| ASSIGNED TASK |
Below are lines of data; count those containing the word "hiker" and write nothing but the number.

| GIVEN DATA |
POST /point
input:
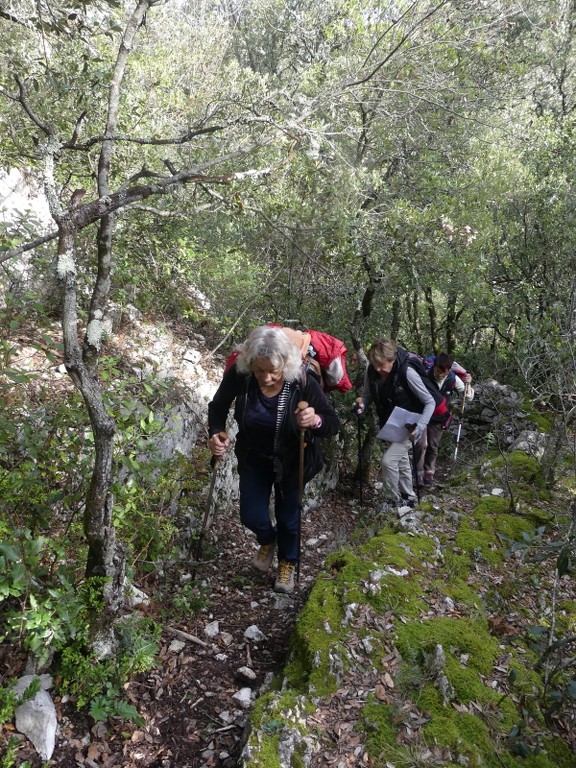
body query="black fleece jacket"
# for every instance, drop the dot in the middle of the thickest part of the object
(234, 386)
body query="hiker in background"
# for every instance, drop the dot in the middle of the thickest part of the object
(448, 377)
(267, 382)
(324, 357)
(390, 380)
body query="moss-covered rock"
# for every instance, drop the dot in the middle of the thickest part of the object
(459, 695)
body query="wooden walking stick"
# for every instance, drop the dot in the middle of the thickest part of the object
(360, 468)
(301, 406)
(410, 428)
(460, 422)
(214, 462)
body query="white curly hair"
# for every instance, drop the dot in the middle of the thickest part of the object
(271, 344)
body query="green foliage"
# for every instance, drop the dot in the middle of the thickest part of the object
(98, 684)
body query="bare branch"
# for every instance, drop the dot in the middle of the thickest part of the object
(23, 99)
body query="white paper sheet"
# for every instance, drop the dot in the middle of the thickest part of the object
(394, 431)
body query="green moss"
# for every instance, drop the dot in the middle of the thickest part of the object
(478, 544)
(377, 720)
(459, 591)
(456, 565)
(521, 468)
(315, 648)
(511, 526)
(456, 636)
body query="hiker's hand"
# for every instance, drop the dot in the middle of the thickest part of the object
(219, 443)
(307, 418)
(417, 433)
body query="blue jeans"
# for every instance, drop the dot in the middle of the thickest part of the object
(256, 484)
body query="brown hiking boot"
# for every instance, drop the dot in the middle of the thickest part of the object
(263, 558)
(285, 578)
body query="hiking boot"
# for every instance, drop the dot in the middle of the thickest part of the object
(285, 578)
(263, 558)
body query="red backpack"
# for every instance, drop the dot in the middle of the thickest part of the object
(328, 352)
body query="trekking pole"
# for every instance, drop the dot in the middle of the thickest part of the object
(460, 422)
(360, 468)
(412, 459)
(301, 406)
(214, 462)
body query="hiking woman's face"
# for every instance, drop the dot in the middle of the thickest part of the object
(384, 368)
(268, 377)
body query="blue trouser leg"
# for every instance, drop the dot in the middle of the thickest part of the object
(288, 523)
(256, 483)
(255, 489)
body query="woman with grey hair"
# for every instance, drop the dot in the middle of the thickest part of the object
(268, 385)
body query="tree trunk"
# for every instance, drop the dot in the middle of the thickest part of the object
(105, 555)
(433, 319)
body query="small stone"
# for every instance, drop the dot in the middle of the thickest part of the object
(245, 674)
(253, 633)
(243, 697)
(212, 630)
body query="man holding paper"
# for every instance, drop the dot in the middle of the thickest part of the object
(394, 384)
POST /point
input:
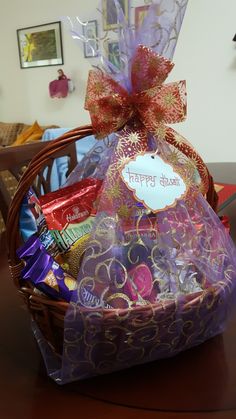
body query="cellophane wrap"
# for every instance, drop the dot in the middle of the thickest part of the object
(151, 283)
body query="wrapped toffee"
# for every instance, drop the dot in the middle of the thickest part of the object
(48, 276)
(69, 213)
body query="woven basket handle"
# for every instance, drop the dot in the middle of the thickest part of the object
(37, 163)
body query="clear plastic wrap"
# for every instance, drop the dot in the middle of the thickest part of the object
(156, 278)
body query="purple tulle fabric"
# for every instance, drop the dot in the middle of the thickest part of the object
(185, 248)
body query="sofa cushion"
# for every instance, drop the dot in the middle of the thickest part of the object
(9, 132)
(33, 133)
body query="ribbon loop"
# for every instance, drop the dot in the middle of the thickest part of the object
(155, 103)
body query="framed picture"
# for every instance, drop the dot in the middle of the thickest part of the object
(40, 45)
(90, 33)
(113, 53)
(110, 13)
(140, 13)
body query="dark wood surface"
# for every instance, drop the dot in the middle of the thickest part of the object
(199, 383)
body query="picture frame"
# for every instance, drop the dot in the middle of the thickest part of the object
(113, 53)
(140, 13)
(110, 13)
(90, 33)
(40, 46)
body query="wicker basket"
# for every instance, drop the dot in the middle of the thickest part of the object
(49, 314)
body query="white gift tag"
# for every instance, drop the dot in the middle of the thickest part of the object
(153, 181)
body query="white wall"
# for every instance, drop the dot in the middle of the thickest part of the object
(205, 57)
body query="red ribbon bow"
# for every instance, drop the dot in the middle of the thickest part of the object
(153, 102)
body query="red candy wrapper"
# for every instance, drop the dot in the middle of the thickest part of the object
(69, 213)
(70, 205)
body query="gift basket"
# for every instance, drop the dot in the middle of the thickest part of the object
(130, 262)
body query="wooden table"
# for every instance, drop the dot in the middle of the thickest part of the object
(199, 383)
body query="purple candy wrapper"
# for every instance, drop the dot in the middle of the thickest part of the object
(191, 249)
(48, 276)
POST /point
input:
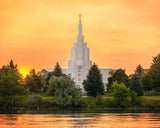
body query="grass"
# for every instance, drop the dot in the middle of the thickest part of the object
(48, 98)
(157, 98)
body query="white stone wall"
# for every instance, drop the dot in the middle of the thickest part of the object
(79, 64)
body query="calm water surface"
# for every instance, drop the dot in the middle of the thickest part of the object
(81, 120)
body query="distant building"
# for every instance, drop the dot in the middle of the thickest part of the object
(80, 63)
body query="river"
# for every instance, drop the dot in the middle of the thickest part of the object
(81, 120)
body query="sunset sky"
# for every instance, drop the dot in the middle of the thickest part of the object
(119, 33)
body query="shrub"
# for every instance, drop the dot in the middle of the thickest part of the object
(34, 101)
(121, 94)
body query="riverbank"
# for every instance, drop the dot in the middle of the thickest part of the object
(105, 103)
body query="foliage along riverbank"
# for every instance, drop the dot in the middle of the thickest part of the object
(47, 103)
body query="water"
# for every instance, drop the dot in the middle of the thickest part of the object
(81, 120)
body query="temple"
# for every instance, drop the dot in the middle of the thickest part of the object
(79, 64)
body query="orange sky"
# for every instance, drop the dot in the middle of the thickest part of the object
(119, 33)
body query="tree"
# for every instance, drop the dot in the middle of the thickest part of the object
(135, 85)
(121, 94)
(93, 85)
(33, 81)
(12, 66)
(119, 76)
(154, 73)
(139, 70)
(62, 87)
(146, 82)
(156, 59)
(34, 101)
(11, 85)
(5, 69)
(57, 70)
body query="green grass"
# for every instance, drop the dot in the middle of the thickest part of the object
(48, 98)
(151, 98)
(151, 93)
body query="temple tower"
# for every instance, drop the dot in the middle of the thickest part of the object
(79, 64)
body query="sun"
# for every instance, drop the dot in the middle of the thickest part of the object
(24, 70)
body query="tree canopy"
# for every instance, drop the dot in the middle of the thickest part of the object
(135, 85)
(94, 85)
(154, 73)
(62, 87)
(139, 70)
(119, 76)
(33, 81)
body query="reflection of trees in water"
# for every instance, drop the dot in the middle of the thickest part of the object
(83, 119)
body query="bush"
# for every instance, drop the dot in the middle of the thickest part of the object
(34, 101)
(135, 100)
(121, 94)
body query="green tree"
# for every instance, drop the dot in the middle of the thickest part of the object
(62, 87)
(5, 69)
(156, 59)
(33, 81)
(121, 94)
(135, 85)
(119, 76)
(12, 66)
(34, 101)
(139, 70)
(154, 73)
(11, 85)
(146, 82)
(93, 85)
(57, 70)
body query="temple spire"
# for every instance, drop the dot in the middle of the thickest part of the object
(79, 26)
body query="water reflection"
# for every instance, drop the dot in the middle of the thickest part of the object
(81, 120)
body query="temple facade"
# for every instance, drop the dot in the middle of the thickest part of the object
(80, 63)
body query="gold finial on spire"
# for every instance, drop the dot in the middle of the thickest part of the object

| WRITTEN RESPONSE |
2